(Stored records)
▼

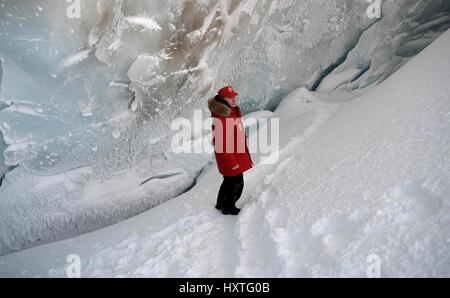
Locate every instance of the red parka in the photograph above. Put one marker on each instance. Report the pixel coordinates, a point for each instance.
(229, 138)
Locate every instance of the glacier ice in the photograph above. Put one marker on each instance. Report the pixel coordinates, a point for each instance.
(97, 91)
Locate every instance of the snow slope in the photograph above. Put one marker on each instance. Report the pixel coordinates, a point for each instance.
(87, 103)
(361, 177)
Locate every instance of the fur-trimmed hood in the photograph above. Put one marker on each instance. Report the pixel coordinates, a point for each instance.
(219, 107)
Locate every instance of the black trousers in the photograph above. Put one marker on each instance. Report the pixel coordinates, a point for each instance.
(230, 191)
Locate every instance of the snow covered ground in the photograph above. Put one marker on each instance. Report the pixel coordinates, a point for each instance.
(357, 177)
(86, 104)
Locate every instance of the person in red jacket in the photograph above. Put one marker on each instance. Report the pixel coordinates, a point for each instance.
(230, 148)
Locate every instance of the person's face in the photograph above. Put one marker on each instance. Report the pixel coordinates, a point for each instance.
(232, 101)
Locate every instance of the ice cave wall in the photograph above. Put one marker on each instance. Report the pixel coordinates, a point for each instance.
(101, 90)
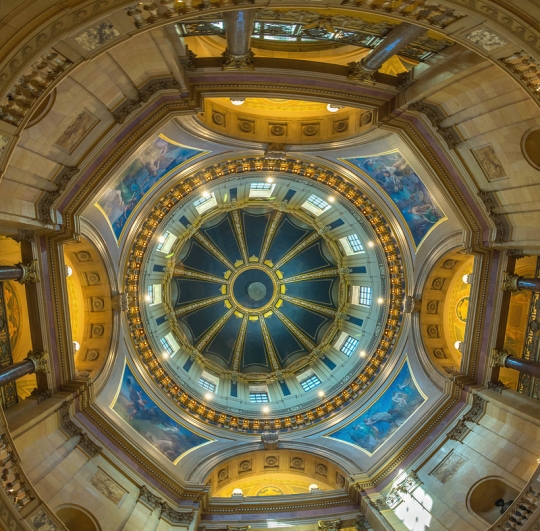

▲

* [AIM] Can you rewrite the material as a Markdown table with the columns Row and Content, starting at the line that contains "Locate every instance of the ice" and ending at the end of the material, with blank lines skipped and the pictures left out?

* [TASK OUTPUT]
| Row | Content |
|---|---|
| 1 | Locate every instance of the ice cave wall in the photograph above. Put one marker on each instance. Report the pixel coordinates, a point for each instance. |
| 2 | (101, 90) |